Text extract
Revolution and counterrevolution in Czechoslovakia

By Sam Marcy (Dec. 7, 1989)

The capitalist press has published millions of jubilant words in articles, columns and headlines on the events in Eastern Europe, particularly in Czechoslovakia. Of special interest to us, however, is what has been left out or mentioned only inadvertently.

The New York Times of Nov. 28, writing about a demonstration the previous day, said that "Millions of Czechs and Slovaks walked off their jobs and into the streets at midday today, bringing Prague and the rest of the country to a standstill. It was a powerful demonstration of national solidarity in support of free elections and opposition to Communist domination.

"Rivers of people flowed down boulevards and into main squares," said the Times, in a "meticulously organized and non-violent general strike, which lasted from noon to 2 p.m."

But then, as though accidentally or inadvertently, the Times article adds, "It was the largest outpouring of the sentiment of this country of 15 million people since February 1948 [our emphasis--S.M.], when demonstrations organized by the Communists" toppled the bourgeois Benes government.

How interesting! The demonstrations on Nov. 27 during a two-hour general strike that seem so utterly unprecedented were smaller, not larger, than the revolutionary working class demonstrations of 1948.

1948 general strike

In 1948 millions of workers came out onto the streets at the call of the Communist Party, then the largest single political party in Czechoslovakia. They were non-violent demonstrations. Not a single shot was fired.

What to work on
1. Revise the records by replacing "pointer" with "locator" and keeping everything else the same. Omit the pictures from your answer.
2. Resume the essay on the 1989 events in Czechoslovakia, picking up right after its final sentence.
The essay above and the records that follow are unrelated pieces of material.

Data
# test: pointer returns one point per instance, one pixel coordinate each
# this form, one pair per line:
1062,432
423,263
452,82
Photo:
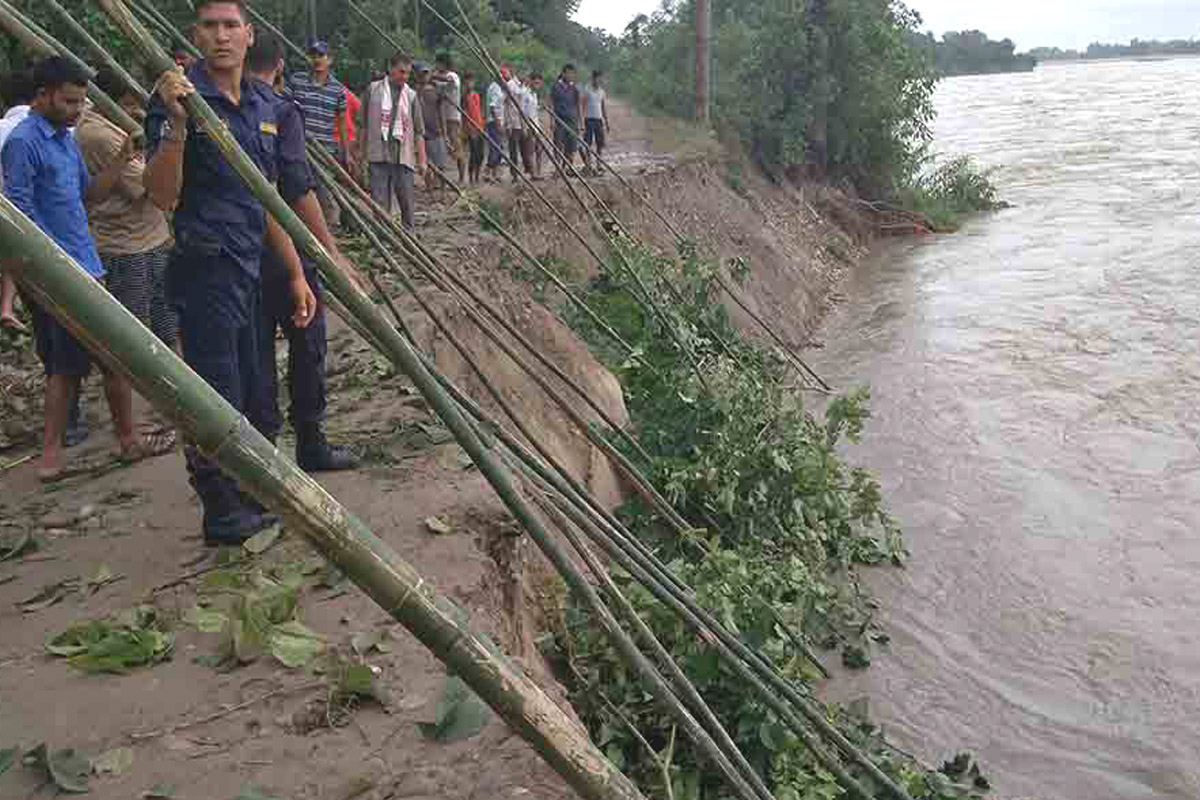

Responses per task
1.
# test: locator returns one point per instance, one pixel coordinate each
# this form, one pair per line:
1062,432
423,263
452,82
Photo:

2.
What were the demands of the demonstrators, demands which in effect they were already carrying out themselves by occupying the factories, mines, mills and offices during and after the demonstration? They were demanding the nationalization of industry and the expropriation of the bankers and the bosses, a great many of whom had left the country during the long and bitter struggle against the Nazis, becoming absentee landlords and industrialists.

In effect, this was the beginning of a great revolutionary socialist transformation. In the popular election of 1947, the Communist Party of Czechoslovakia had emerged as the strongest party. The general strike forced out the group of bourgeois politicians with whom the CP had been collaborating, but who showed no inclination to listen to the voice of the masses for revolutionary change.

The revolution was not imposed by the Soviet Red Army. It is true that in 1943 and '44 the Red Army assisted the revolutionary uprisings against fascism which took place in Czechoslovakia, and it is beyond doubt that the Red Army's intervention in all of Eastern Europe was a cardinal fact in the defeat of Nazism and the overthrow of the bourgeois governments.

No Soviet troops

By 1945, however, the Red Army withdrew from Czechoslovakia, as did the U.S. military. It didn't return until 1968. So the 1948 socialist outpouring of millions of workers, the seizure of the plants, communications and transportation in an act of mass revolutionary transformation, was truly an internal development.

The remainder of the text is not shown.